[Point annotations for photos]
** start **
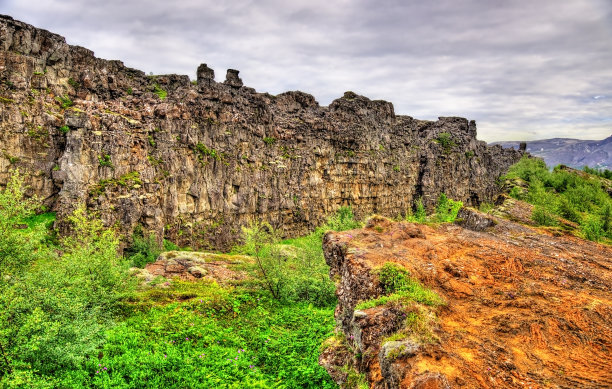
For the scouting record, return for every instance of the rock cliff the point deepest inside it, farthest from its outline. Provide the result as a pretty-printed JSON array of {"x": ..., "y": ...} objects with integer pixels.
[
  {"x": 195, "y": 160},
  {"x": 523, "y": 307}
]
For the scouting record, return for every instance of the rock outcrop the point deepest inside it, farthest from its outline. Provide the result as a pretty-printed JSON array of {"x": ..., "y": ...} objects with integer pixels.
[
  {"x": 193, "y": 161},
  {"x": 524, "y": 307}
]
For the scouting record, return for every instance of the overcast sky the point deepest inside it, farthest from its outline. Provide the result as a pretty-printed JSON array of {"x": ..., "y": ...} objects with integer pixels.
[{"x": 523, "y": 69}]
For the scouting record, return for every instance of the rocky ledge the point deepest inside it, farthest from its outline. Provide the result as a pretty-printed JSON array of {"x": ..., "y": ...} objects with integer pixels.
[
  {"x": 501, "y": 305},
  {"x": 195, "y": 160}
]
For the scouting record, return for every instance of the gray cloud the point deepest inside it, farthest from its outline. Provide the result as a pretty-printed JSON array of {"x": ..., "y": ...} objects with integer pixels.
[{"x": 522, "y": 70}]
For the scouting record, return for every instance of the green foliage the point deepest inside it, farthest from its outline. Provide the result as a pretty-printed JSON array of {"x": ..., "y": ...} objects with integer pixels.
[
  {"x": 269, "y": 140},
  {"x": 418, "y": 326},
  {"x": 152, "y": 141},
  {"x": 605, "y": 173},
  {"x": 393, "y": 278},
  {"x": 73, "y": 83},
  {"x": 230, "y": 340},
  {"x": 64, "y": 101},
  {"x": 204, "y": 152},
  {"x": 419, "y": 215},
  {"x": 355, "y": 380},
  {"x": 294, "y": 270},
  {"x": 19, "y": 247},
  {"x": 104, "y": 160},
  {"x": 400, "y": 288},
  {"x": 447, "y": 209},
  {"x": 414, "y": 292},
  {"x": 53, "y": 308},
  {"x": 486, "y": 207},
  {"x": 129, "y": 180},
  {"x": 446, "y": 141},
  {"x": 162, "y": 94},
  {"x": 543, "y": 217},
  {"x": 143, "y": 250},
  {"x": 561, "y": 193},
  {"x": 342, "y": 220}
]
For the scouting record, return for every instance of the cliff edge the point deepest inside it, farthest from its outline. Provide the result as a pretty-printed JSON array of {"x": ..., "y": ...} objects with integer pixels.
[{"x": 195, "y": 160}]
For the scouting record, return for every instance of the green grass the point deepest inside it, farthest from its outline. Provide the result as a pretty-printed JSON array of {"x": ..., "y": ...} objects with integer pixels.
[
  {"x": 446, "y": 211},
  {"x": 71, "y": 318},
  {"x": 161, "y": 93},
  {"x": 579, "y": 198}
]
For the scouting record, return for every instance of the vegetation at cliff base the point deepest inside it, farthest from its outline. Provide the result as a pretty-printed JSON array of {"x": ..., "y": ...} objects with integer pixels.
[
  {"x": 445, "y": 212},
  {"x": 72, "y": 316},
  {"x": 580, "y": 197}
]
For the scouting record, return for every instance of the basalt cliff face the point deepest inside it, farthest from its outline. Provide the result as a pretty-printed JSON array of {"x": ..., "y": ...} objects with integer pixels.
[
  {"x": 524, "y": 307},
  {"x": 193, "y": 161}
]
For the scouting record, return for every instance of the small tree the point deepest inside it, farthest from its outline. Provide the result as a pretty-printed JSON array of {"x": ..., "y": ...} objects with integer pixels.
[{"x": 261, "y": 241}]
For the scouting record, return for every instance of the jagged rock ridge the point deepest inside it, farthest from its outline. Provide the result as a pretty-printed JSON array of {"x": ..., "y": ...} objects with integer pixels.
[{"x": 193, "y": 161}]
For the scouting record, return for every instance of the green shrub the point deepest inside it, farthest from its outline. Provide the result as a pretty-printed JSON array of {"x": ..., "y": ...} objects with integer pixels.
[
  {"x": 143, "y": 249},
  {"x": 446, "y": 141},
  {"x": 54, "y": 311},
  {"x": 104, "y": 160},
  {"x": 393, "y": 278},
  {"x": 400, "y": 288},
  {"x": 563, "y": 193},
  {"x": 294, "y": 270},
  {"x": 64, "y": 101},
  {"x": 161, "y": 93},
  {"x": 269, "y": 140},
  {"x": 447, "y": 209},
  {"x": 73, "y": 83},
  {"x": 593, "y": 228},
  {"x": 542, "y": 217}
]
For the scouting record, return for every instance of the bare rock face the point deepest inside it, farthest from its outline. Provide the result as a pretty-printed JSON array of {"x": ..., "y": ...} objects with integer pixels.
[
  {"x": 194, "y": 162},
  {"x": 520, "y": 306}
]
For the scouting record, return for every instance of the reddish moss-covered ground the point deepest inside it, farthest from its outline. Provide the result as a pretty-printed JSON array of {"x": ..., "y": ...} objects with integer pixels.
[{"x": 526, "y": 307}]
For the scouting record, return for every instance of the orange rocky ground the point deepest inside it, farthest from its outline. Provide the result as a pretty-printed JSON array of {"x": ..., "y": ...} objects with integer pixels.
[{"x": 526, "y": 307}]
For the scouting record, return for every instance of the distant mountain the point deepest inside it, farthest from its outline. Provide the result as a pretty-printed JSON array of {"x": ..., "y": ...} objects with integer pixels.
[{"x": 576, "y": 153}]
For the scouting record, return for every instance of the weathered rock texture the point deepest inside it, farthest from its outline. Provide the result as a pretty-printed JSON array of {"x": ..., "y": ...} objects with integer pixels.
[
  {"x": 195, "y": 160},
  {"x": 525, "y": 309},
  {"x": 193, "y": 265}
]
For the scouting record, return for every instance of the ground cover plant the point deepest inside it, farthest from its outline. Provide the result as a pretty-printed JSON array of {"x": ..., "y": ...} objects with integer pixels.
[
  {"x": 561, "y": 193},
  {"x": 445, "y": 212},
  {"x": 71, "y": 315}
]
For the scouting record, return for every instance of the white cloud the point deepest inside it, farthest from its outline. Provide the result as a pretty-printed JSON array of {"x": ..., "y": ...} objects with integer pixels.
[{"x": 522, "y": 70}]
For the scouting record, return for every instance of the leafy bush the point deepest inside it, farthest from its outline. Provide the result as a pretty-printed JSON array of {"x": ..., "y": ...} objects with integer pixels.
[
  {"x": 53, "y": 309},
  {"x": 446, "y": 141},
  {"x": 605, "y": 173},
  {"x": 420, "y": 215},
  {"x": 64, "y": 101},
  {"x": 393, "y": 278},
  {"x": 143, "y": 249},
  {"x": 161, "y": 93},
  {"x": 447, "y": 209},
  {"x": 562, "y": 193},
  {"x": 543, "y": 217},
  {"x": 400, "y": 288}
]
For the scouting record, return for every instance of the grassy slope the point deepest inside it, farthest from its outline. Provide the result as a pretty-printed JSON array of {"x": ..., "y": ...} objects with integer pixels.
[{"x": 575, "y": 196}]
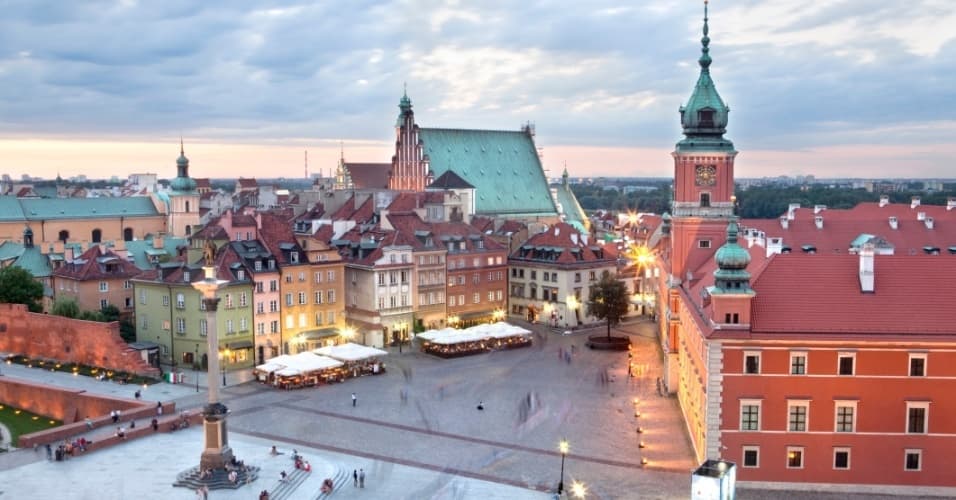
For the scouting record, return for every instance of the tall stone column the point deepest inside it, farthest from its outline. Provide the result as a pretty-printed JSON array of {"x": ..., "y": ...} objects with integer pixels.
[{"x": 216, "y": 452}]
** end **
**DO THIS**
Output all of the rows above word for word, leaving out the pictures.

**EXPECTED ANSWER**
For the scouting record, return for every instance of the rock cliff the point deepest inside it, farthest from its outline. Provide the result as a pretty-printed JSON array of {"x": ..., "y": ...} objects with integer pixels.
[
  {"x": 195, "y": 160},
  {"x": 523, "y": 307}
]
For the scouting record, return for every instance of the rock outcrop the point deepest inside it, farthest from its outline. Provide the result as a pretty-printed JSON array of {"x": ..., "y": ...} objects with integer pixels.
[
  {"x": 193, "y": 161},
  {"x": 524, "y": 307}
]
For the scouting record, return for every instance of the overcast sky the point deepest inside it, farthest from its outline. Provide the result as a pretty-printed JSON array of {"x": ..., "y": ...} objects with integer pixels.
[{"x": 523, "y": 69}]
For the scouting record, return for every instance of the rocky ledge the point deepest inside it, farthest from its outline. Provide the result as a pretty-printed JSON array of {"x": ..., "y": ...} objects with integer pixels.
[
  {"x": 501, "y": 305},
  {"x": 195, "y": 160}
]
For the scouting record, return for every instance of the gray cloud the point deepest inside it, farthest from its outline. Provide the result as a pretty-printed JSON array of {"x": ..., "y": ...} objects with integer pixels.
[{"x": 522, "y": 70}]
For the scouting record, return for every instance of the green foliage the point deepest inside it, farthest from its outline. Provide the result as a pretty-printed JSON array of {"x": ..., "y": ...} objects with integer pixels.
[
  {"x": 269, "y": 140},
  {"x": 418, "y": 326},
  {"x": 152, "y": 141},
  {"x": 605, "y": 173},
  {"x": 393, "y": 278},
  {"x": 73, "y": 83},
  {"x": 230, "y": 340},
  {"x": 64, "y": 101},
  {"x": 204, "y": 152},
  {"x": 419, "y": 215},
  {"x": 355, "y": 380},
  {"x": 294, "y": 270},
  {"x": 19, "y": 247},
  {"x": 104, "y": 160},
  {"x": 400, "y": 288},
  {"x": 447, "y": 209},
  {"x": 414, "y": 292},
  {"x": 53, "y": 308},
  {"x": 486, "y": 207},
  {"x": 129, "y": 180},
  {"x": 446, "y": 141},
  {"x": 162, "y": 94},
  {"x": 543, "y": 217},
  {"x": 143, "y": 250},
  {"x": 561, "y": 193},
  {"x": 342, "y": 220}
]
For the scouting record, return for every instance of the cliff edge the point deepest inside it, farthest from its outline. Provide the result as a pretty-printed JSON array of {"x": ..., "y": ...} objects with integer pixels.
[{"x": 195, "y": 160}]
For the scouting record, return for every instance of the green grass the point deepest inside it, farthest from its outline. Provide the result as a pretty-printed JSON array of {"x": ..., "y": ...} objects with integer pixels.
[
  {"x": 446, "y": 211},
  {"x": 71, "y": 318},
  {"x": 161, "y": 93},
  {"x": 579, "y": 198}
]
For the scouting record, return for every instance of the vegetation at cliff base the point deepest inside it, farthest from its outline. Provide the result as a pretty-printed JSON array of {"x": ..., "y": ...} objects with integer pixels.
[
  {"x": 445, "y": 212},
  {"x": 72, "y": 316},
  {"x": 580, "y": 197}
]
For the scouting record, return for every instance of the basalt cliff face the point deepest inside it, farthest from its outline. Provide the result as a pretty-printed JSON array of {"x": ..., "y": ...} objects with integer pixels.
[
  {"x": 524, "y": 307},
  {"x": 193, "y": 161}
]
For the scouting record, return for every instance of the small tree the point deepest inside it, farthest from its outline. Provide the result as a pretty-printed JSON array of {"x": ..., "y": ...} objects with integer pixels.
[{"x": 261, "y": 241}]
For the scouting record, return for every instance of the jagged rock ridge the point deepest inside it, farthest from its outline. Provide the result as a pretty-printed JSON array of {"x": ..., "y": ...} objects with integer pixels.
[{"x": 193, "y": 161}]
For the scouting record, return for every instance of the green shrub the point deepest inside it, farthest from its outline. Provide the result as a pretty-printed JSON array of {"x": ..., "y": ...} objects with integer pixels.
[
  {"x": 143, "y": 249},
  {"x": 446, "y": 141},
  {"x": 54, "y": 311},
  {"x": 104, "y": 160},
  {"x": 393, "y": 278},
  {"x": 400, "y": 288},
  {"x": 563, "y": 193},
  {"x": 294, "y": 270},
  {"x": 64, "y": 101},
  {"x": 161, "y": 93},
  {"x": 269, "y": 140},
  {"x": 447, "y": 209},
  {"x": 73, "y": 83},
  {"x": 593, "y": 228},
  {"x": 542, "y": 217}
]
For the scouting record, return for every instance of the bare rock face the point deepest inside it, farthest from its outline. Provide the result as a pretty-printed JSON array of {"x": ..., "y": ...} objects with integer pixels.
[
  {"x": 194, "y": 162},
  {"x": 520, "y": 306}
]
For the scouting record, return for every instance of the reddish moss-covered ground the point deepest inside it, farthest from its outline. Provide the result as a pretty-printed JSON array of {"x": ..., "y": ...} objects with integer pixels.
[{"x": 526, "y": 307}]
For the scouting record, return for every instance of the orange rocky ground the point deepest inside it, farthest from its outline. Provide the result as a pretty-printed JSON array of {"x": ..., "y": ...} objects with integer pixels.
[{"x": 526, "y": 307}]
For the scouting record, return for every instance of the distant mountain the point deepest inside it, farthest from its outline. Provide the result as a pretty-printed JSON array of {"x": ..., "y": ...} objects with integer pixels.
[{"x": 576, "y": 153}]
For the scouting record, return for every instance of the weathered rock texture the point deepest inside it, farthest from its outline. Provide the result as a pretty-printed JSON array of {"x": ..., "y": ...} objects with integer pixels.
[
  {"x": 195, "y": 160},
  {"x": 525, "y": 309},
  {"x": 193, "y": 265}
]
For the scouting record, return for every instance of the ground cover plant the point deepest inside it, farthest from its outline. Provide the result as a pretty-printed JSON array of {"x": ..., "y": ...} objects with integer pixels.
[
  {"x": 561, "y": 193},
  {"x": 445, "y": 212},
  {"x": 71, "y": 315}
]
For the scouting record, return for every instance of the white cloud the point deepest inside it, farthest from its outline. Provide the result as a pretty-printed JSON array of {"x": ..., "y": ...} objects with integer pixels.
[{"x": 522, "y": 70}]
For the scouting record, return for every instance of the leafy bush the point deepest inside it, farthest from its outline. Provide the result as a pretty-printed JSON array of {"x": ..., "y": ...} objects with integer pixels.
[
  {"x": 53, "y": 309},
  {"x": 446, "y": 141},
  {"x": 605, "y": 173},
  {"x": 420, "y": 215},
  {"x": 64, "y": 101},
  {"x": 393, "y": 278},
  {"x": 143, "y": 249},
  {"x": 161, "y": 93},
  {"x": 447, "y": 209},
  {"x": 562, "y": 193},
  {"x": 543, "y": 217},
  {"x": 400, "y": 288}
]
For the scouting record, return for every instance of the grassy slope the point deepest inside it, farthest from its outline. Provide the result as a pretty-printed JSON array of {"x": ..., "y": ...} objects with integer pixels.
[{"x": 575, "y": 196}]
For the scouting record, return for every instance of the tall stone column the point deepest inside it, farthest from its outline. Provide the result as a pretty-printed JSON array of {"x": ..., "y": ...} objects with integer pixels.
[{"x": 216, "y": 452}]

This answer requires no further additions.